Quote the line containing "Where can the shoe" and all lines that follow it in the listing below, exactly as written.
++++++++
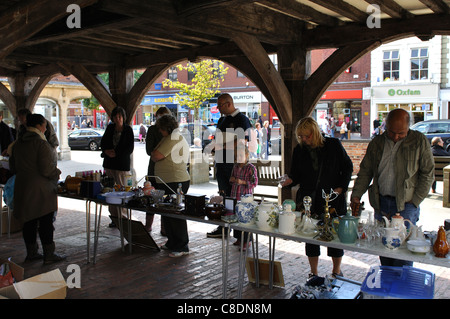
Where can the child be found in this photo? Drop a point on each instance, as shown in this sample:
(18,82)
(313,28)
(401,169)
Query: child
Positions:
(243,180)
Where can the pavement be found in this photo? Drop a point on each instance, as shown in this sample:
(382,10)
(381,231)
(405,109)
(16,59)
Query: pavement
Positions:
(354,265)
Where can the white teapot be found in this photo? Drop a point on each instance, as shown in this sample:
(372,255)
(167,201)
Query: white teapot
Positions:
(398,222)
(391,238)
(245,209)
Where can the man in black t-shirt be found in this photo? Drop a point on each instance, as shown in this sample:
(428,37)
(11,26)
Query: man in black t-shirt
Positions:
(233,124)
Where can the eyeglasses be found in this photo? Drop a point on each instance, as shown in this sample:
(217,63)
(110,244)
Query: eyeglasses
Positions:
(220,105)
(304,136)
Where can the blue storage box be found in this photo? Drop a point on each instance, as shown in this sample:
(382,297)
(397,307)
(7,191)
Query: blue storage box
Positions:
(398,282)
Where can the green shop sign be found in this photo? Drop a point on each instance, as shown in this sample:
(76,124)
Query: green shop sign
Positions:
(393,92)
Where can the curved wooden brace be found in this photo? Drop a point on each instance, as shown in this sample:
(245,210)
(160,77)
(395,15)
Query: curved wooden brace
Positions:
(8,98)
(272,80)
(140,88)
(36,91)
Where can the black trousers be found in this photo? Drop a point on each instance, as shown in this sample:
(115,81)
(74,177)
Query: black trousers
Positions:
(176,229)
(42,225)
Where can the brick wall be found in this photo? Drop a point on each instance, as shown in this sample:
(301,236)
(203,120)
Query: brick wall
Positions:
(356,149)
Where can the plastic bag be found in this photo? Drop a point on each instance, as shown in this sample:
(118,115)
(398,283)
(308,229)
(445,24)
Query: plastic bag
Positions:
(6,277)
(8,192)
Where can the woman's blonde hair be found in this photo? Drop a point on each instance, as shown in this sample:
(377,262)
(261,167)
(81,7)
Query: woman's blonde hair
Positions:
(309,126)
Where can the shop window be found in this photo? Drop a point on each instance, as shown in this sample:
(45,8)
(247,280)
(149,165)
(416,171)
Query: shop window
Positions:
(172,73)
(391,65)
(419,64)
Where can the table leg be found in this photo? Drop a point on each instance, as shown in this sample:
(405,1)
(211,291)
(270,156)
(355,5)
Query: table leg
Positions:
(130,235)
(88,229)
(122,240)
(97,229)
(271,260)
(225,254)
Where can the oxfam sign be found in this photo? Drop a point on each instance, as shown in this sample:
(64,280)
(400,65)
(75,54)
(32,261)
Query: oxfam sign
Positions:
(401,92)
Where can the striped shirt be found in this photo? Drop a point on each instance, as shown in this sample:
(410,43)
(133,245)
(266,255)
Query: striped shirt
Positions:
(246,173)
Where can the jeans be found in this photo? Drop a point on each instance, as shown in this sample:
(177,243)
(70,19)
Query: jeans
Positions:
(388,207)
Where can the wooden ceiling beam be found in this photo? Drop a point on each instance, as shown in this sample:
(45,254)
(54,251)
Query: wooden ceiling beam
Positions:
(93,83)
(392,8)
(298,11)
(22,21)
(437,6)
(343,8)
(85,30)
(391,29)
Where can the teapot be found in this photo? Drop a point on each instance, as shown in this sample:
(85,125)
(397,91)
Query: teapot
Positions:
(416,233)
(287,221)
(391,238)
(245,209)
(347,228)
(214,211)
(398,222)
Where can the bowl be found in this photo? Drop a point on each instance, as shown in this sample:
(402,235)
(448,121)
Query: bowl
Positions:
(157,195)
(418,246)
(118,197)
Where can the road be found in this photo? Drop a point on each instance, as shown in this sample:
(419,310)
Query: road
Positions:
(83,160)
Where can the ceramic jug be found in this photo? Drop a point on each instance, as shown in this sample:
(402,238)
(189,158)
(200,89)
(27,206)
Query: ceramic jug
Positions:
(245,209)
(266,215)
(440,246)
(391,238)
(287,221)
(398,222)
(289,202)
(347,228)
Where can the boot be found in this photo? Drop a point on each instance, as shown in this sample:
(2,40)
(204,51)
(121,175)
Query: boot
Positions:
(149,222)
(32,252)
(49,254)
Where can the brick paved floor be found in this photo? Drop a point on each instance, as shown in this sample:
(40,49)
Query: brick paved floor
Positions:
(152,274)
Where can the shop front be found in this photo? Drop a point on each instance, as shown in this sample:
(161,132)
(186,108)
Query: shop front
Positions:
(151,104)
(343,106)
(421,101)
(248,103)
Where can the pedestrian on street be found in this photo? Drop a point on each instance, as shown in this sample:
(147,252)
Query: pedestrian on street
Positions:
(117,145)
(233,125)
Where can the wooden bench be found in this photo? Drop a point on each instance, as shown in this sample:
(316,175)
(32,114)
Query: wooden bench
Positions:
(439,163)
(269,172)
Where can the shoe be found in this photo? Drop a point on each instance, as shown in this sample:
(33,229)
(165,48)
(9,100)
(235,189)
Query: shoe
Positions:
(176,254)
(314,280)
(217,233)
(334,275)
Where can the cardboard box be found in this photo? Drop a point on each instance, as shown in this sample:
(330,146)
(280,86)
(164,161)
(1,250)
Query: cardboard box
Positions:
(49,285)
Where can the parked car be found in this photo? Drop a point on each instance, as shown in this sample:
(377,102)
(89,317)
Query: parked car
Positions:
(86,138)
(207,133)
(432,128)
++++++++
**Written response:**
Where can the shoe be found in this photo? Drop a point on each instance, as shown in this sample:
(33,229)
(165,48)
(9,100)
(235,189)
Query: shoe
Positions:
(176,254)
(314,280)
(217,233)
(334,275)
Where can the cardboard box be found in this photo? Drop a point on each instance, as shown in this sample:
(330,146)
(280,86)
(164,161)
(1,250)
Query: cardboard box
Positions:
(49,285)
Where can the parked car be found in this photo? Drop a point on each instance, as shown in this sample:
(377,102)
(89,317)
Query: parked car
Positions:
(86,138)
(207,133)
(432,128)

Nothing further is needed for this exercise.